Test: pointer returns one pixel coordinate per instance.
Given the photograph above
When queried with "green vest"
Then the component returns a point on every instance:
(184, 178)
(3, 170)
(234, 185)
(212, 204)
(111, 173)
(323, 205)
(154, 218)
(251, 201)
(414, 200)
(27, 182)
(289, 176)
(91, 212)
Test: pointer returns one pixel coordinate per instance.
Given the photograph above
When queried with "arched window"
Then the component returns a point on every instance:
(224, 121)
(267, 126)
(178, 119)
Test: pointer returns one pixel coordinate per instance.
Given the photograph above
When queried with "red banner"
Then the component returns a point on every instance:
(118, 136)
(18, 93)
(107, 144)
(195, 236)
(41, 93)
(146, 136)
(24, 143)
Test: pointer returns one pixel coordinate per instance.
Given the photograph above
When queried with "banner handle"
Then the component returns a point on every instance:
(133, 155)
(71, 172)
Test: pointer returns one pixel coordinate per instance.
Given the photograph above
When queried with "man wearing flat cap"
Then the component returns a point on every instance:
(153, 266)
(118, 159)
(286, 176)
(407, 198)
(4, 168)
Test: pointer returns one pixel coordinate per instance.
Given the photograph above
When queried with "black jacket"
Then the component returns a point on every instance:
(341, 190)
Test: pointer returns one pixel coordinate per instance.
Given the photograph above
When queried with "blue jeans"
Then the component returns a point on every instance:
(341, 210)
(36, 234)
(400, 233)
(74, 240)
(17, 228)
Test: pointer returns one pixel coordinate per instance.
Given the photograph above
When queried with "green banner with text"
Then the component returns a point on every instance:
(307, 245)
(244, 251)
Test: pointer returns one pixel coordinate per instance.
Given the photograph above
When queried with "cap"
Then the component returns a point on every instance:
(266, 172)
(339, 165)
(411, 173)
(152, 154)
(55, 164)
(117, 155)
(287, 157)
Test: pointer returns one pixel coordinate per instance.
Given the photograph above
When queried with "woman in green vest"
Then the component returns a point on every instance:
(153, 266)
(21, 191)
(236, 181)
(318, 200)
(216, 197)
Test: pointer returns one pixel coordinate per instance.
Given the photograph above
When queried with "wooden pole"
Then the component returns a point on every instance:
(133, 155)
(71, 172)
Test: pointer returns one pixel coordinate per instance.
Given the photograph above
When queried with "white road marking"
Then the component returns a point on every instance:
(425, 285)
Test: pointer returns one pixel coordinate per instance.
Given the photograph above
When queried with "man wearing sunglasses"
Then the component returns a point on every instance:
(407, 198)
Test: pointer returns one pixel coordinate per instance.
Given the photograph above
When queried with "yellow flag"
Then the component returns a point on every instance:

What the exercise asks — Your answer should consist of the lines of the listing that contain "vest", copied as they stand.

Expected answer —
When queried with "green vest"
When queried with "woman in green vest"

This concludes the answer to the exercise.